■ MATERIAL SUPPLIED:
---------------
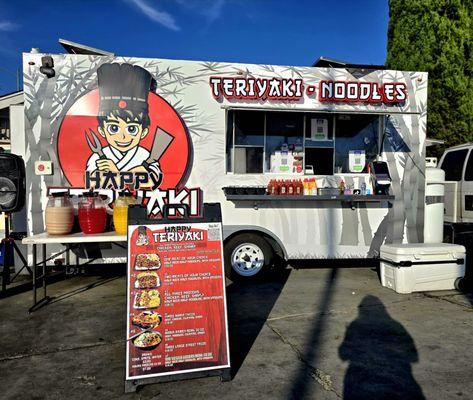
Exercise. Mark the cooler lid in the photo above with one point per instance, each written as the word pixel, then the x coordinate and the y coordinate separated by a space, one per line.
pixel 409 249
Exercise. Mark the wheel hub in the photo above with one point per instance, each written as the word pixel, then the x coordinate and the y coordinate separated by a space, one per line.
pixel 247 259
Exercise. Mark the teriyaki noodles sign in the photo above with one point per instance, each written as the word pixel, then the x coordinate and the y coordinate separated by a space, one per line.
pixel 290 89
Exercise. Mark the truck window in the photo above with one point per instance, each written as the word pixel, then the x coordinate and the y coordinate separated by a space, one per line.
pixel 248 131
pixel 285 142
pixel 355 132
pixel 469 168
pixel 284 148
pixel 453 163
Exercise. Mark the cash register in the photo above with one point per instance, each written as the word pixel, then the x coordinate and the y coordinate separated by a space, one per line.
pixel 380 177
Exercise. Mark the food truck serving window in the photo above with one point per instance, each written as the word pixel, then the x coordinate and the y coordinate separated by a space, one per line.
pixel 298 142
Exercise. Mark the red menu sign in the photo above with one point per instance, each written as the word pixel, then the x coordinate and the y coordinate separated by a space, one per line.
pixel 176 311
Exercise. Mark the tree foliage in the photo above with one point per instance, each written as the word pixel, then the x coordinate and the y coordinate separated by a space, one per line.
pixel 436 36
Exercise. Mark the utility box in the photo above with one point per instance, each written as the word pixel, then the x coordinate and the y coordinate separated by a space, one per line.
pixel 417 267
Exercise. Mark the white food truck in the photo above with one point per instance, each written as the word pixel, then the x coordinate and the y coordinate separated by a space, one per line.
pixel 181 131
pixel 457 162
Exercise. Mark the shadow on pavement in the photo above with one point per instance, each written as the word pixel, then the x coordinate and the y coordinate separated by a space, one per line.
pixel 249 305
pixel 300 388
pixel 380 352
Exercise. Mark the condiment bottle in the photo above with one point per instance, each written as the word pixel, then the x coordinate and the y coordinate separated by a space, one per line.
pixel 282 188
pixel 272 187
pixel 299 189
pixel 59 214
pixel 120 214
pixel 92 214
pixel 306 187
pixel 290 187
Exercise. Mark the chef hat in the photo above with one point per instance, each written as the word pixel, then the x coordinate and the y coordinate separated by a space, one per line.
pixel 123 86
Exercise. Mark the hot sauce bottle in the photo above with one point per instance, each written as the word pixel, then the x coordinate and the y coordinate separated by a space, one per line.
pixel 305 186
pixel 282 188
pixel 290 187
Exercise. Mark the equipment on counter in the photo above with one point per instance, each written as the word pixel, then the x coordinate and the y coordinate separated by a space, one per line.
pixel 59 214
pixel 120 212
pixel 92 214
pixel 12 183
pixel 356 160
pixel 380 177
pixel 416 267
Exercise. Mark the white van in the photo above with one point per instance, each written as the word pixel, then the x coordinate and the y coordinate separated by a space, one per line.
pixel 457 162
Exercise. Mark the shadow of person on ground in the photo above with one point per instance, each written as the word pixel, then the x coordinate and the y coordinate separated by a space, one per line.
pixel 249 305
pixel 380 352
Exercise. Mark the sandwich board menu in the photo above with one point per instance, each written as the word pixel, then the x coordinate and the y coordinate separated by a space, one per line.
pixel 176 306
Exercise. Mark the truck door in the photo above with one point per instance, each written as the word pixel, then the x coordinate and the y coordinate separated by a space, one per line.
pixel 453 163
pixel 467 191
---------------
■ WORK TO BE COMPLETED: An exact copy of the listing is required, with every image removed.

■ SOLUTION TO THE EXERCISE:
Exercise. Mark the cooler lid in the photo above with one point per instance, each written as the word pixel, then the x coordinate and the y coordinate separated by a space, one per line.
pixel 409 249
Exercise. Mark the wheel hub in the photo above with one point per instance, each written as the word pixel, then the x coordinate and the y coordinate separated by a space, one per line.
pixel 247 259
Exercise. Mark the teriyaki noodles sign in the photo above with one point per instance, each written as the word pixel, then the x coordinate and the y coordinate separated by a space, one per line.
pixel 290 89
Exercise. Mark the truck window in the photo above with one point per instance, each written as the word pixel, then the x coordinate and the y coordinate separated by a space, one per line.
pixel 248 131
pixel 285 142
pixel 355 132
pixel 469 168
pixel 284 148
pixel 453 163
Exercise. Mark the cash register in the photo above with one point per instance, each written as the word pixel, then the x coordinate and the y coordinate separated by a space, one per line.
pixel 380 177
Exercise. Mark the food truck serving window in the photo above with one point per instance, each written as the word pixel, then the x coordinate and the y coordinate separated by a space, one per line.
pixel 298 142
Exercise. Mark the red menu sign in the photo above with one point per instance, each written as the word pixel, then the x coordinate and the y coordinate separated by a space, one per line.
pixel 176 311
Exercise. Mark the tree foliage in the photo above with one point per instance, each written as the word pixel, then the x coordinate and the y coordinate separated by a space, one per line.
pixel 436 36
Exercise. Mark the utility box in the photo above with one point per instance, each written as the word pixel, then the x coordinate and the y coordinate separated by a space, one per line.
pixel 417 267
Exercise. Mark the white food truck in the photo above with one point per instance, each written as the word pixel, then the x coordinate and the y coordinate separated by a space, one per line.
pixel 181 131
pixel 457 162
Exercise. Mark the shadow on pavement in the photo above with one point per instance, each written as the word pixel, then the x coordinate and the y coordinate separated by a space, one per line.
pixel 249 305
pixel 300 388
pixel 380 352
Exercise. Mark the condiment bottle in the photo above with one point per instance, each written as the word pixel, then the x coordinate and the y coordinate separated by a space, one per line.
pixel 282 188
pixel 272 187
pixel 299 189
pixel 59 214
pixel 120 214
pixel 92 214
pixel 306 187
pixel 290 187
Exercise. Mark the chef hat in the photo above with one point per instance, each written as the word pixel, then the x coordinate and the y coordinate separated by a space, one per line.
pixel 123 86
Exercise. Mark the hot sauce bottle in the photo above with one point per instance, each written as the word pixel, then the x coordinate and the y coordinate separated by a space, one per line.
pixel 305 186
pixel 282 188
pixel 290 187
Exercise. Mark the equipment on counter in the photo above with one point per instance, each written as the word pixel, then the x coordinate and the y coordinate separated by a space, one per line.
pixel 59 214
pixel 120 212
pixel 92 214
pixel 12 183
pixel 356 160
pixel 380 177
pixel 416 267
Exercise. Mark the white van in the photo above with one point per instance, each written as the word pixel, then the x coordinate and the y coordinate separated by a space, one per line.
pixel 457 162
Exercise. Mark the shadow of person on ground in the photo above with one point per instance, each written as the word pixel, then the x coordinate and the y coordinate separated by a space, one per line.
pixel 249 305
pixel 380 352
Exercise. Mark the sandwich board menu in the photo above with one point per instance, each written as the word pixel, then the x coordinate and the y coordinate separated by a space, one per line.
pixel 176 306
Exercise. Mark the truck door in the photo above with one point per instance, each written as the word pixel, then the x coordinate and the y coordinate separated by a space, one per line.
pixel 453 163
pixel 467 191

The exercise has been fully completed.